*** STORED DATA Section Begins ***

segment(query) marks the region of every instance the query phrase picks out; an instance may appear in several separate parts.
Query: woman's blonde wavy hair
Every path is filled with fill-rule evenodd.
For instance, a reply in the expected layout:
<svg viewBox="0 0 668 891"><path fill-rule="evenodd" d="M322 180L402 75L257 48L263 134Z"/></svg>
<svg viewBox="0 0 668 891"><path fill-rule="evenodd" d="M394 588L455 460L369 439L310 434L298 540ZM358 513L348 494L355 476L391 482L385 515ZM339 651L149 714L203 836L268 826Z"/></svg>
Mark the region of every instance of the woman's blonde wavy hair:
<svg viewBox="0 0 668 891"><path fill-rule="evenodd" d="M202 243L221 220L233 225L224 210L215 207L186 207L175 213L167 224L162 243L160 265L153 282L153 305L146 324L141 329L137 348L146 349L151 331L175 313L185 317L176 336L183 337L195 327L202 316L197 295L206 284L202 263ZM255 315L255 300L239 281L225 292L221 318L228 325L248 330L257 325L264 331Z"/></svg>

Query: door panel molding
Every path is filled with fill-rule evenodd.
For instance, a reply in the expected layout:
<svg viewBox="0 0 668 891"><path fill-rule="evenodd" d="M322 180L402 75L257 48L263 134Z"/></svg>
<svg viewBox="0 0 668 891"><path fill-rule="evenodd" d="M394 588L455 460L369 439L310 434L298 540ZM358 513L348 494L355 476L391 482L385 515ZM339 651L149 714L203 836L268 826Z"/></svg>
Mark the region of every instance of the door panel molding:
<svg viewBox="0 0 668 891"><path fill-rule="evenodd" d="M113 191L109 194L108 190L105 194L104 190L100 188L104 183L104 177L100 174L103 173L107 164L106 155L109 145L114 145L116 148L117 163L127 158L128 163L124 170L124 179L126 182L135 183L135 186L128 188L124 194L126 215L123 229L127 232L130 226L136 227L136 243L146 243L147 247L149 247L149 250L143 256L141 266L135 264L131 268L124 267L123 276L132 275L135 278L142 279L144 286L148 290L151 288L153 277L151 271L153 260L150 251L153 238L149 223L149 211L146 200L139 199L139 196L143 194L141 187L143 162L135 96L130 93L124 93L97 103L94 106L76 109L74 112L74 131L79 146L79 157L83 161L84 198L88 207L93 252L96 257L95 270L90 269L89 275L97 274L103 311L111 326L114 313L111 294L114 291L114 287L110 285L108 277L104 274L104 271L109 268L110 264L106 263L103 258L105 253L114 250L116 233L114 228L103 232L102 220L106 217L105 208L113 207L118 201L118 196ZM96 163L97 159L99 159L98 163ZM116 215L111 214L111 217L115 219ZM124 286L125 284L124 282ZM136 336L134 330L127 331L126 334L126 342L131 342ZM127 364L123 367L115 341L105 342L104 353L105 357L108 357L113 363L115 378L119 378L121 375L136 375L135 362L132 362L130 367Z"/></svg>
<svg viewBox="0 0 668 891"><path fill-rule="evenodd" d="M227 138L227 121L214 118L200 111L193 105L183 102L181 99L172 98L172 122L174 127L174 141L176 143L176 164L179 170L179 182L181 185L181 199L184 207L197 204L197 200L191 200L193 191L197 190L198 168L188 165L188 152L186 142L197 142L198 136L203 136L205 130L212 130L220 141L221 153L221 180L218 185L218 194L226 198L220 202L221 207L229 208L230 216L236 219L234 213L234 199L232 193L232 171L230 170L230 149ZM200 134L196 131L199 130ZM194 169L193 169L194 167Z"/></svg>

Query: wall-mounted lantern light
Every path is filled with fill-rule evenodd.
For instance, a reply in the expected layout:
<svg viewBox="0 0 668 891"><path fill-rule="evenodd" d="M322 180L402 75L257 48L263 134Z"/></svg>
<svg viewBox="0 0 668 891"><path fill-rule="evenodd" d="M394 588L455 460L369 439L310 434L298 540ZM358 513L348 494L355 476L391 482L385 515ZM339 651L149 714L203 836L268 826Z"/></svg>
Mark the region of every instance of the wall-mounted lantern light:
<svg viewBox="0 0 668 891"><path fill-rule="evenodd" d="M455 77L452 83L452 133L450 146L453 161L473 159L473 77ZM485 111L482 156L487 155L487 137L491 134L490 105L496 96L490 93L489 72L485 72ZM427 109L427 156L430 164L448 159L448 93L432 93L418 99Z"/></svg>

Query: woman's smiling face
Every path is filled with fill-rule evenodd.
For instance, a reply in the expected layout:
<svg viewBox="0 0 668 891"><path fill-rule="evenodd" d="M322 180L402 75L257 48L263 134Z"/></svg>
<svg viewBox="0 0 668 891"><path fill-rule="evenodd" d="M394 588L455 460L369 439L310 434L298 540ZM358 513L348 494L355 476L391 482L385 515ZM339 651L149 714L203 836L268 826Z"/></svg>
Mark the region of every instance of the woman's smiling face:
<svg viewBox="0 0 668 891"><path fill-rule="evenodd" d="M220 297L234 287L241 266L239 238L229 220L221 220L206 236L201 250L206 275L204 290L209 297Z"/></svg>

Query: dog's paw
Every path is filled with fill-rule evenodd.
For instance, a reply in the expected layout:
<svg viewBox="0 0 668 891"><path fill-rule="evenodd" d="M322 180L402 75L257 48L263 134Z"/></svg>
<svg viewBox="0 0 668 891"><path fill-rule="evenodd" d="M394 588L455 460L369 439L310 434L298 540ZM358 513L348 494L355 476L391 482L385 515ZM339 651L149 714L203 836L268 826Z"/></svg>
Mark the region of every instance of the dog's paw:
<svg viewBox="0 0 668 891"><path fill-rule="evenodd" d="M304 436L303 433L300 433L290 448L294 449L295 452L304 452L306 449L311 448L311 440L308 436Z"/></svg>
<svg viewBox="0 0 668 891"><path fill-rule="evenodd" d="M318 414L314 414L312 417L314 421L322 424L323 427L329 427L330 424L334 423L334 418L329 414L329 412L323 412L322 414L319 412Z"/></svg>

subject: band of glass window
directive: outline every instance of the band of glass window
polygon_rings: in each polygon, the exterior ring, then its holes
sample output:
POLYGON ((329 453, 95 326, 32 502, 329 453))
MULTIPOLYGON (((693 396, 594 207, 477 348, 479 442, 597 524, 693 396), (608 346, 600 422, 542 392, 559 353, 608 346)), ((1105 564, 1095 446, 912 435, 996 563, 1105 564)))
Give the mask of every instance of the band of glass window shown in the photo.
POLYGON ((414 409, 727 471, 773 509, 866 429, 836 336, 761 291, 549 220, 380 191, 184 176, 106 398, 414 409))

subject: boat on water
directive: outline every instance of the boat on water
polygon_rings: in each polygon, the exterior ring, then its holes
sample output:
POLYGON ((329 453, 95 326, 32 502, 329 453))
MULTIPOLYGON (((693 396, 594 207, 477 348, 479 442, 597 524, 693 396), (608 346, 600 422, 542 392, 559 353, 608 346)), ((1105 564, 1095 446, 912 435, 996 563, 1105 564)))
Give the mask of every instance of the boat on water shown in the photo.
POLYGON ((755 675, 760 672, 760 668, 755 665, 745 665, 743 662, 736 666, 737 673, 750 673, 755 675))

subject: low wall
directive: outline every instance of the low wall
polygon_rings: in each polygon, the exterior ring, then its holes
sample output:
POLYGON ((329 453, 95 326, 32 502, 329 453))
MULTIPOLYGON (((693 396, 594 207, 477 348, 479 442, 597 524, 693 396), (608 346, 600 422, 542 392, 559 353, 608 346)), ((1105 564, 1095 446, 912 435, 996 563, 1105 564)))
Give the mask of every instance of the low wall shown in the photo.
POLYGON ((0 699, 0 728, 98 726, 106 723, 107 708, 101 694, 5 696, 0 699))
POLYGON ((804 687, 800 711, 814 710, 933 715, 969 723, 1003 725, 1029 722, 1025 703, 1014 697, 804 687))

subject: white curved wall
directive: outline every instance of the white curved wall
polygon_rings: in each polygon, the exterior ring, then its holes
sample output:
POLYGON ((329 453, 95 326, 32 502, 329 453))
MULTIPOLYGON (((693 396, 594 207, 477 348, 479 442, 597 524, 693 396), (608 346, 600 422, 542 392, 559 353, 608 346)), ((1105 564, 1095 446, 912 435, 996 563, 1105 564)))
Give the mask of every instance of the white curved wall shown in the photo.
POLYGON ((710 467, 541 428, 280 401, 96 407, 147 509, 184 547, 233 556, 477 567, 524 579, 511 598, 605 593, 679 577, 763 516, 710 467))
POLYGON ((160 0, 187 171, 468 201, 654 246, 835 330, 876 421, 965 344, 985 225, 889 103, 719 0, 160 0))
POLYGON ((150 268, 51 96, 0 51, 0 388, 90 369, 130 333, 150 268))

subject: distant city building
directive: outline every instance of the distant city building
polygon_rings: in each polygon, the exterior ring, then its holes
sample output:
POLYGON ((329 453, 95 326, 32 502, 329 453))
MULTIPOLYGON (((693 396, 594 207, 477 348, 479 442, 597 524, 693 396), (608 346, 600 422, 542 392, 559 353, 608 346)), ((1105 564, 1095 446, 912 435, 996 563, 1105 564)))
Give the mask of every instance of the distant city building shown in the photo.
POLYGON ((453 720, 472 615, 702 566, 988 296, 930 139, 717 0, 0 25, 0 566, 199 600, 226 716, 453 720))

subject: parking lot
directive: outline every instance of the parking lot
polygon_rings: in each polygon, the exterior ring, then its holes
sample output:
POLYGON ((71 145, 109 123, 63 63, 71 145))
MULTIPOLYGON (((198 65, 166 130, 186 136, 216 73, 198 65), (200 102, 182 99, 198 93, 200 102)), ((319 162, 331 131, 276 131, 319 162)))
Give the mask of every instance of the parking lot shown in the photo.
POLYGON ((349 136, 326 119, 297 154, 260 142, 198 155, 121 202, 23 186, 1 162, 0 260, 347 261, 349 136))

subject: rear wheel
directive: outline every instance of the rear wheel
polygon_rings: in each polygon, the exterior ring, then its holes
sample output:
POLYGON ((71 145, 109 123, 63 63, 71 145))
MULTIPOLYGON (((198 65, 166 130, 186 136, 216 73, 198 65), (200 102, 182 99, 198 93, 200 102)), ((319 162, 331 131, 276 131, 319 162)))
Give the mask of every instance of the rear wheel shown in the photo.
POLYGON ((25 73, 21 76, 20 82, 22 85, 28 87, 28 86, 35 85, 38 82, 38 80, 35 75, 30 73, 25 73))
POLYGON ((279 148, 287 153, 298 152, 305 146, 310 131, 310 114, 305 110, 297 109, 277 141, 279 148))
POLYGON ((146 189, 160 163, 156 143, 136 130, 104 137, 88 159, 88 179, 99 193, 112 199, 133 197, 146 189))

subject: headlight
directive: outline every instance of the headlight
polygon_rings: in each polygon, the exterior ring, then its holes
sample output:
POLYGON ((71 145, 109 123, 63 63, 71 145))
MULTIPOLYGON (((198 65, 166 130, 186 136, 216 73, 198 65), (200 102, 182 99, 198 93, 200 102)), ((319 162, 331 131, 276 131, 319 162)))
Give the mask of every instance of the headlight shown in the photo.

*** STORED DATA Section Ends ***

→ **TASK**: Collect the lines of the records that include the string "headlight".

→ **ANSWER FOR THIS EXERCISE**:
subject: headlight
directive: outline every instance of the headlight
Give the mask of every instance of the headlight shown in the photo.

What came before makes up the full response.